Text under study:
Terán was appointed governor on January 23, 1691, by Viceroy Gaspar de Sandoval Silva y Mendoza, Conde de Gálvez. He was appointed to oversee the administration of Coahuila, Texas and adjacent regions. His role as governor was to set up seven missions among the Tejas Indians; to seek and remove any foreigners that may have settled in Spanish territory; and to catalog the land, the natural resources, and the peoples of the area.
Terán and his company departed on their trek on May 16, 1691, from Monclova, crossed the Rio Grande on May 28, and had reached the Red River by December of that year. When they reached San Francisco de los Tejas, de los Ríos renamed the region Nuevo Reyno de la Montaña de Santander y Santillana.
On June 13, 1691, Terán and his company camped at a rancheria on a stream called Yanaguana . They renamed the stream "San Antonio" because it was Saint Anthony's Day. Father Damian Massanet accompanied Terán on his trip.

Work task 1: In the account of Terán's governorship, why was the stream called Yanaguana renamed "San Antonio"?
Work task 2: Carry on the account of Terán's governorship past its last sentence.

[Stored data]
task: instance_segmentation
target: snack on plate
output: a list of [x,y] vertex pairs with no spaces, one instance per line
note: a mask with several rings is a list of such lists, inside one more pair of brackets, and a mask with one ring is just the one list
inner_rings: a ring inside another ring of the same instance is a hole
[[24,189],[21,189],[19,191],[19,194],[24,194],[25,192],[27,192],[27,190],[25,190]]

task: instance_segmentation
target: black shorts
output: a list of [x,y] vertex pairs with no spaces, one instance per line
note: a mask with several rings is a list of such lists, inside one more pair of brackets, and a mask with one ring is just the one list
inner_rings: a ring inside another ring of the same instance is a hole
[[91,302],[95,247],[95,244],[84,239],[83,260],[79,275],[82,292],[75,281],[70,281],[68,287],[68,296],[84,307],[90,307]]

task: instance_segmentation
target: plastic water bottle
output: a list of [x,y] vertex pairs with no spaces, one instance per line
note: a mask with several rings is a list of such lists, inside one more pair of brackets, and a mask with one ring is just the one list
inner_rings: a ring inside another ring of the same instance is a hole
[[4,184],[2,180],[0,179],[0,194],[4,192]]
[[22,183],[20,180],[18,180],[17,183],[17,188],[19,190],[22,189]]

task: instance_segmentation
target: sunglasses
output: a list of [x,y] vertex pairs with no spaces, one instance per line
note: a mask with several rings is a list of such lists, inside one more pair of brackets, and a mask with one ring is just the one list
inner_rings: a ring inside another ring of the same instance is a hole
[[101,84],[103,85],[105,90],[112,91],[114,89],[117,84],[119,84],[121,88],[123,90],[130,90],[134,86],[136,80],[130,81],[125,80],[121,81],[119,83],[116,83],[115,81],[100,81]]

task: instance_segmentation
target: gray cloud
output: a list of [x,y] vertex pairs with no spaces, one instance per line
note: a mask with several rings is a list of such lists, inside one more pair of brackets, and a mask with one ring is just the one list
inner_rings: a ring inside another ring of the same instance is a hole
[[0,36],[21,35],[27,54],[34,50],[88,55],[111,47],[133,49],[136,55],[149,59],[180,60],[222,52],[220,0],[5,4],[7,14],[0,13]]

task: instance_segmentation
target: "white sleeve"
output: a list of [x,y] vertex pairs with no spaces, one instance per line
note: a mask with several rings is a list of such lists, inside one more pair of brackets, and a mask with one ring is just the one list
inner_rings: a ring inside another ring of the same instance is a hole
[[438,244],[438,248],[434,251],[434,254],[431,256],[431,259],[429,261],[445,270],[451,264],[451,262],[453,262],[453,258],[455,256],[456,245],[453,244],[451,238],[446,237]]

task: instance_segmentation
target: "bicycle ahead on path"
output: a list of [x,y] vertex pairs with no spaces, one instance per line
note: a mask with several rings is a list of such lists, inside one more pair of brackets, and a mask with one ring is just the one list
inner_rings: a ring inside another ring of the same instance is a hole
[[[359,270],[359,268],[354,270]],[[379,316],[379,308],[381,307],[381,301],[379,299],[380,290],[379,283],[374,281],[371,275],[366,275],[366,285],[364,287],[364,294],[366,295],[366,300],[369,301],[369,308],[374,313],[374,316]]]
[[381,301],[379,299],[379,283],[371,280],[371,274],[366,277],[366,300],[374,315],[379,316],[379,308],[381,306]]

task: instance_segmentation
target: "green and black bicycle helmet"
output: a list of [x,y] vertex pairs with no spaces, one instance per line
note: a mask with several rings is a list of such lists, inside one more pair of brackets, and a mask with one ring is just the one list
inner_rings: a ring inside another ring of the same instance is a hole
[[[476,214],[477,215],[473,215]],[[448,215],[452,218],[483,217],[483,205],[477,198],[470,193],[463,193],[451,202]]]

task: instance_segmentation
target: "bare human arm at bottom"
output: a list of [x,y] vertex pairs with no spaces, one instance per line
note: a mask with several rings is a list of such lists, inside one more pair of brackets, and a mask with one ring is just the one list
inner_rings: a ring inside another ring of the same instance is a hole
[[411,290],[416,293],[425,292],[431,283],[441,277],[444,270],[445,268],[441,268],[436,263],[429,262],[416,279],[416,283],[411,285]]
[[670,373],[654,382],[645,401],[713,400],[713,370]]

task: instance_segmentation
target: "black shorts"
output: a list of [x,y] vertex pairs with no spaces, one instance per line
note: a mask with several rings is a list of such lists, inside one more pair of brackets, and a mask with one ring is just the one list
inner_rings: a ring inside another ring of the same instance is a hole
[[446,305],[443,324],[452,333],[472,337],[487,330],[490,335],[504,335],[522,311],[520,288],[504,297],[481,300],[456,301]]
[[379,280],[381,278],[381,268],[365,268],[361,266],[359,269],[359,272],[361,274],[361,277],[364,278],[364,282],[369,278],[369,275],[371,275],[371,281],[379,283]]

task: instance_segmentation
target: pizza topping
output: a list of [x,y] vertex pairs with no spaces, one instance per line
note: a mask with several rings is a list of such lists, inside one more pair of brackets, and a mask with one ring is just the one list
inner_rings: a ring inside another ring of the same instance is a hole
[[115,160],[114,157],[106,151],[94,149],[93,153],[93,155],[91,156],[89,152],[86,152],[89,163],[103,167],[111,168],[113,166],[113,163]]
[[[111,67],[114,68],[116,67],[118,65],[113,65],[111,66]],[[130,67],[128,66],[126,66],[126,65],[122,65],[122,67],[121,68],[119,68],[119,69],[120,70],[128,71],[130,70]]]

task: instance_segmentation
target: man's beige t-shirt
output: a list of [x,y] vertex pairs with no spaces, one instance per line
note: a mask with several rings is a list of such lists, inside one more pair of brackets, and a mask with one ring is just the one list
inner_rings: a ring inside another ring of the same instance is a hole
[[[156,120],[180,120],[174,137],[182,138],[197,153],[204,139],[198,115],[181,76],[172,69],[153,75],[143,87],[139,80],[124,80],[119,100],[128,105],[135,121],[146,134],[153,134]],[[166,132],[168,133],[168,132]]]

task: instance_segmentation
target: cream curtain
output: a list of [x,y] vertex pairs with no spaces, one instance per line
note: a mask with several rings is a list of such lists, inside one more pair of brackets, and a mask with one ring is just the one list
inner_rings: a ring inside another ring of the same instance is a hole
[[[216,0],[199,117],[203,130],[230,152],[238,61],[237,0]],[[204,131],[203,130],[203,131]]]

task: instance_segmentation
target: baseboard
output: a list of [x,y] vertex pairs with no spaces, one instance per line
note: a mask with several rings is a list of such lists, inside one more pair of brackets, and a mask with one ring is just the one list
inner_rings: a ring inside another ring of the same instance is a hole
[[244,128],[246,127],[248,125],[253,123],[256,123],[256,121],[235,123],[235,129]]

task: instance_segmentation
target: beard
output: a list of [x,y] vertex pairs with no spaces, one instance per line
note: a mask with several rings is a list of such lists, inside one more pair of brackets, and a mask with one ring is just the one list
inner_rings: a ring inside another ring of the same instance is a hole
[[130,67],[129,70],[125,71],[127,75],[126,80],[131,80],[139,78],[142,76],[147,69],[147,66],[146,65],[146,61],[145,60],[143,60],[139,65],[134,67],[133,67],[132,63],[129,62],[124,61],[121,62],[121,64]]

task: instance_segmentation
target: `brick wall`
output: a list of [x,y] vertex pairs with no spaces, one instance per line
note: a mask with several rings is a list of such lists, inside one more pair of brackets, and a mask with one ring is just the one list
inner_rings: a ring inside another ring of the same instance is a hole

Written answer 1: It was renamed because that day was Saint Anthony's Day.

Written answer 2:
On his journey northward, Terán met with Gregorio de Salinas Varona at the site of the French Fort Saint Louis, which had been abandoned after colonists died from disease and a Karankawa Indian attack. He was given new orders to explore the Tejas settlements in eastern Tejas.
When Terán was travelling southward, he met Juan Enríquez Barroto at Matagorda Bay on March 5, 1692, who relayed orders from the viceroy to explore the lower Mississippi River area. Terán followed orders, but was prevented from completing them by bad weather. He and his company returned to Veracruz on April 15. Terán's expedition failed to establish any missions among the Tejas. In his report, he defended his actions and explained the negative situation which he saw in East Texas.